-- EXTRACTED TEXT --
The ablation of PO – relative to Ca – was studied in the Leeds Meteoric Ablation Simulator, and a new version of our Chemical Ablation Model (CABMOD) was developed to include the thermodynamics of P oxides in a molten meteoroid (Carrillo-Sánchez et al., 2020). The speciation of P in anhydrous chondritic porous Interplanetary Dust Particles was made by K-edge X-ray absorption near edge structure (XANES) spectroscopy at the Diamond Synchrotron; this work demonstrated that P mainly occurs in phosphate-like domains. An astronomical dust model which predicts the amounts of dust in the inner solar system produced by Jupiter Family comets, the asteroid belt, and Long Period comets, was then combined with CABMOD to predict the injection rate profile of P, PO and PO2 into the atmospheres of Mars, Earth and Venus - the Meteoric Input Function (Carrillo-Sánchez et al., 2020).

-- WORK TO COMPLETE --
- A) In the passage on meteoric phosphorus, at what facility was the XANES spectroscopy carried out?
- B) Please list every dust source that the astronomical dust model in the passage on meteoric phosphorus accounts for.
- C) Continue the passage on meteoric phosphorus from the point where it stops.

Region labeling items
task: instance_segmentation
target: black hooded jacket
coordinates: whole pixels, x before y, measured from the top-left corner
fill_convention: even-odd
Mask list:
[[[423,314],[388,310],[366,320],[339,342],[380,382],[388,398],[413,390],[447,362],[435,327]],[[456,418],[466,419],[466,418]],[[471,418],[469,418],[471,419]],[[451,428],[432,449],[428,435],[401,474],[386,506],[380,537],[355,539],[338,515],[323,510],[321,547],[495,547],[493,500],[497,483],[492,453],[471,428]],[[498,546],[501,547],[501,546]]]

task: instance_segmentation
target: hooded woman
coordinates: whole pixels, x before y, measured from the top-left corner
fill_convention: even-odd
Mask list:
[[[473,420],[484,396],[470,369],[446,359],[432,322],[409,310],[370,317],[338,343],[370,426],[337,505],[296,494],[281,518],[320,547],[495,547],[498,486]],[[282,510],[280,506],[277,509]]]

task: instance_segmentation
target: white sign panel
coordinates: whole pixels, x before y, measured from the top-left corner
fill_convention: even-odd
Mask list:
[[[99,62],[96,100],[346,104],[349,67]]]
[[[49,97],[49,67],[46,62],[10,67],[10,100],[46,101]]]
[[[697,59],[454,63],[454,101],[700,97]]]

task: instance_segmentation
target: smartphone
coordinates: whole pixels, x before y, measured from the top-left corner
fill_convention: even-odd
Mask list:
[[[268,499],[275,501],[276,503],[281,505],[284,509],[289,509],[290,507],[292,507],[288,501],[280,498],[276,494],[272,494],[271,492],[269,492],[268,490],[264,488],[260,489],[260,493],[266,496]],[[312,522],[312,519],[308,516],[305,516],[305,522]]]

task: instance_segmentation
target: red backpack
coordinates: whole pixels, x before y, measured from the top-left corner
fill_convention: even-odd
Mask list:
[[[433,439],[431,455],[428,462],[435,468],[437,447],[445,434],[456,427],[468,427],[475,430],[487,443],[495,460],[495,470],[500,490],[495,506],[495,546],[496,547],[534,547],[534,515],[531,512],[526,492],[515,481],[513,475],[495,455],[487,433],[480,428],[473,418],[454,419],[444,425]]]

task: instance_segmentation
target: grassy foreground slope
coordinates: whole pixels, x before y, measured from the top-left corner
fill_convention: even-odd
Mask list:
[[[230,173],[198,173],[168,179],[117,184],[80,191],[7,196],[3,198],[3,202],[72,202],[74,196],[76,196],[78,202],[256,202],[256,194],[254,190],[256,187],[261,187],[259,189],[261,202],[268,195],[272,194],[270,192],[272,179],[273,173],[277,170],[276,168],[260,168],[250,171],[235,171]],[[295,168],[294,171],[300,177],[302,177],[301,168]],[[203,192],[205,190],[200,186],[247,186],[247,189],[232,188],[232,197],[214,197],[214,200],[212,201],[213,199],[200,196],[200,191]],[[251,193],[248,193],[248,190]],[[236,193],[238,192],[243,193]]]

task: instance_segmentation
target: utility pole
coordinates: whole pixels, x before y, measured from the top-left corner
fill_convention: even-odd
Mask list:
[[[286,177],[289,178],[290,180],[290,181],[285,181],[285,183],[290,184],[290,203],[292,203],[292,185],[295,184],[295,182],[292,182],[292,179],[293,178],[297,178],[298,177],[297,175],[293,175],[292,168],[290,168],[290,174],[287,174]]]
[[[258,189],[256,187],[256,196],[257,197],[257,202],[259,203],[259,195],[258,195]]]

...

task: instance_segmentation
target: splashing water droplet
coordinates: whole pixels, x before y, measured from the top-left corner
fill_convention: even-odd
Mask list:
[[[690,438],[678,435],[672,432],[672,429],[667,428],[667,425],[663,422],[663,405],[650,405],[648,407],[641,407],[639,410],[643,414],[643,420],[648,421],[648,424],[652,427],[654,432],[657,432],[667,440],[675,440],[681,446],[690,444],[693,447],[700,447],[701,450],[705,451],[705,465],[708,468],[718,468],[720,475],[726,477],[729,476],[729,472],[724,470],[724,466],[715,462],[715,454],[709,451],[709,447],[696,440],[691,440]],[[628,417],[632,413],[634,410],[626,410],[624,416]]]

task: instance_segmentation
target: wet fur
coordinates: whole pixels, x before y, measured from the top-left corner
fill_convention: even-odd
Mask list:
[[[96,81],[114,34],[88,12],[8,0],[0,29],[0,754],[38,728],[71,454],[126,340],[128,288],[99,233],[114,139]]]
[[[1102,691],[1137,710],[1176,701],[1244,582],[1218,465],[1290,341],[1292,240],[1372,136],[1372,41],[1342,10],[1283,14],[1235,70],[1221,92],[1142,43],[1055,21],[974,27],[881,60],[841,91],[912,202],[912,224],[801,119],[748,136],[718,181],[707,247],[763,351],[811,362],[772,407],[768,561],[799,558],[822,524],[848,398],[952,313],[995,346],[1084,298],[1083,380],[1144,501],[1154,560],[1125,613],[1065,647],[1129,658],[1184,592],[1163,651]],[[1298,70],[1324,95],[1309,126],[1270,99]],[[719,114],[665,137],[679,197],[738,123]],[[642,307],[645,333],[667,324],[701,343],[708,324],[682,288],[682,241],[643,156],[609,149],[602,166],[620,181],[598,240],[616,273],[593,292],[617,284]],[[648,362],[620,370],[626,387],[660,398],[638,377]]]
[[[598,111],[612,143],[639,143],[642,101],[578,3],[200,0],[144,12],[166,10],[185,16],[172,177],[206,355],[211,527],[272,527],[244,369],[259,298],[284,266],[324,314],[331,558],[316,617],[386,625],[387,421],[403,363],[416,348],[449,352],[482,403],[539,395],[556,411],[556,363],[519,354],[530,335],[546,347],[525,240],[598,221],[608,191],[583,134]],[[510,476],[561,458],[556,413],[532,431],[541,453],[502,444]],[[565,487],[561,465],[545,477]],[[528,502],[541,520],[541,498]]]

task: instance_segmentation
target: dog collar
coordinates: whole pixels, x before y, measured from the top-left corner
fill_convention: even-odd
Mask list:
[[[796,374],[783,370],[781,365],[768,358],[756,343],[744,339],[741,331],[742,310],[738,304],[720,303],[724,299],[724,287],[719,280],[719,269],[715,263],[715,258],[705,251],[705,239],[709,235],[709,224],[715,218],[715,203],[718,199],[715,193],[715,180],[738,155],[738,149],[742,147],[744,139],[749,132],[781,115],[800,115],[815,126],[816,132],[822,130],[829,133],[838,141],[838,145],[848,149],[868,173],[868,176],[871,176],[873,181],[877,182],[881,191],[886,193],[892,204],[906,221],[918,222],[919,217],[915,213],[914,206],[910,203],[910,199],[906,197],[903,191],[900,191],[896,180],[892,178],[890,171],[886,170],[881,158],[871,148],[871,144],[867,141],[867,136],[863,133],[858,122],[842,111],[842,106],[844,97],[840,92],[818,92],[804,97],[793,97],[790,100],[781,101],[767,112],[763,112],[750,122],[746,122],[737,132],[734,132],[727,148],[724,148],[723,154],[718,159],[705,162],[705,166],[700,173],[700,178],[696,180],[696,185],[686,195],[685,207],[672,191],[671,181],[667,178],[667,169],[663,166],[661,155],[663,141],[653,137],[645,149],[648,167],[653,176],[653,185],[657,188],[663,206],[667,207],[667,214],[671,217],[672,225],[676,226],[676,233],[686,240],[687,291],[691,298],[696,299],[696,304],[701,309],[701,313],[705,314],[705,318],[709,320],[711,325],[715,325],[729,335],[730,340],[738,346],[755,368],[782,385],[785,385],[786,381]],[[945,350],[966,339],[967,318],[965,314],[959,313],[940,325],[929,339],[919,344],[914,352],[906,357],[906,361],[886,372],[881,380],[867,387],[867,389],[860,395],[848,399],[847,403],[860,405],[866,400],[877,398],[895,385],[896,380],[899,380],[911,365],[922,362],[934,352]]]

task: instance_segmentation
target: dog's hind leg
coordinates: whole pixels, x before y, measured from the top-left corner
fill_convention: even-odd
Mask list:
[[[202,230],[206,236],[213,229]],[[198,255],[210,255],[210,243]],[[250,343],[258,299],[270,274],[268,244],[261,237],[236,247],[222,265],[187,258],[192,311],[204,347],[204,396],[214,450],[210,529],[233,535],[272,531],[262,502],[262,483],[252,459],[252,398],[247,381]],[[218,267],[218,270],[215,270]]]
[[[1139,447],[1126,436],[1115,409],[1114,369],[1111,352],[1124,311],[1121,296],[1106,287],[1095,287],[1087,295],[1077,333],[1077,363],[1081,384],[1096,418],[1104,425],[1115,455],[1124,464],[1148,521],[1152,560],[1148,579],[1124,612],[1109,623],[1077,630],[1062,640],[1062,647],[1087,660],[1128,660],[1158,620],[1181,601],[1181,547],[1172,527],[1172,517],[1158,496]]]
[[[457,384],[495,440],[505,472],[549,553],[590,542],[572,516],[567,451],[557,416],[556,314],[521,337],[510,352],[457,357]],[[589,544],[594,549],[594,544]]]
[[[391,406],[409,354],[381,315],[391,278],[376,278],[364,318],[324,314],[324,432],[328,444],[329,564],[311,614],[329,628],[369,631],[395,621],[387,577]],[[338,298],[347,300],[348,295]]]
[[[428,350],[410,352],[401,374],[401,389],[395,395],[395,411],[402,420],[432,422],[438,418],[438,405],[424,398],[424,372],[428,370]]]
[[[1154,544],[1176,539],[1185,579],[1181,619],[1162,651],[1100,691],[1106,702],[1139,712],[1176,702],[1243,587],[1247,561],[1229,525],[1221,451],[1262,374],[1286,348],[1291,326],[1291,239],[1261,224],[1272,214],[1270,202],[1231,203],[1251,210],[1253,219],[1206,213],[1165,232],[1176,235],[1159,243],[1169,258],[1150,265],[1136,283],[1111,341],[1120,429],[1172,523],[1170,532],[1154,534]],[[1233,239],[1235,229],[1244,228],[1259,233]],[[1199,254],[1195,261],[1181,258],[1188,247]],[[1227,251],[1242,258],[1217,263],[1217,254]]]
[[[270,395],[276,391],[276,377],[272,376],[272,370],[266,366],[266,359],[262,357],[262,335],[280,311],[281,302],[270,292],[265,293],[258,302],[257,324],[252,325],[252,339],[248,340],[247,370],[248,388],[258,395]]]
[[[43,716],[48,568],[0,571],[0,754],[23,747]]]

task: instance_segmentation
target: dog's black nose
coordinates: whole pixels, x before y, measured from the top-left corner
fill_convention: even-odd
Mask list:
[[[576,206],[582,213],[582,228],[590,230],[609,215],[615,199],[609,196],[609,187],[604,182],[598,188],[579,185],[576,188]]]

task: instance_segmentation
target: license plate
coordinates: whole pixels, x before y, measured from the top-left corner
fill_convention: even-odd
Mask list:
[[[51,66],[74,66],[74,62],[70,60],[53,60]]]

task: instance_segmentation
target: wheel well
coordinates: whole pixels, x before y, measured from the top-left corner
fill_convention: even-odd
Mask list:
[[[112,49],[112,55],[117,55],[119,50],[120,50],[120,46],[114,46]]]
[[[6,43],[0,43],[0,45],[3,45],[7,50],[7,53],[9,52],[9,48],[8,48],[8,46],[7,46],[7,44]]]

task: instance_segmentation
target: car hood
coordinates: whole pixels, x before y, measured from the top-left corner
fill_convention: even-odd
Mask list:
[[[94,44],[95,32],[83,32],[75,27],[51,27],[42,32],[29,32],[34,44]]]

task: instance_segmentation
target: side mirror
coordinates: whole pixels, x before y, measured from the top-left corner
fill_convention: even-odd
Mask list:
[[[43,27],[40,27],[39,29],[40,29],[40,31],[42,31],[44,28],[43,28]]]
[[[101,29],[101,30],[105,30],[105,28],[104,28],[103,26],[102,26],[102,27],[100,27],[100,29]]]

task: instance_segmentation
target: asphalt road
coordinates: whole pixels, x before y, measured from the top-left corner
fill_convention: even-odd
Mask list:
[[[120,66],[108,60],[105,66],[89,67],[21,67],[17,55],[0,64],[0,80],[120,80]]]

-- SOLVED PROBLEMS --
- A) The Diamond Synchrotron.

- B) Jupiter Family comets, the asteroid belt, and Long Period comets.

- C)
We then measured the kinetics of P, PO and OPO with a variety of atmospheric constituents using the laser flash photolysis/laser induced fluorescence technique (Douglas et al., 2019; Douglas et al., 2020). Electronic structure (ab initio quantum) calculations were also combined with statistical rate theory to produce an atmospheric chemistry network for phosphorus (Figure 1). This network shows the pathways from OPO to H3PO3 and H3PO4. These phosphorus-oxy acids then combine with the metal-containing molecules (e.g. NaHCO3, FeOH), also produced by meteoric ablation, to form metal phosphites and phosphates. These compounds polymerize into nm-sized meteoric smoke particles, which are transported down to the surface over several years (Dhomse et al., 2013).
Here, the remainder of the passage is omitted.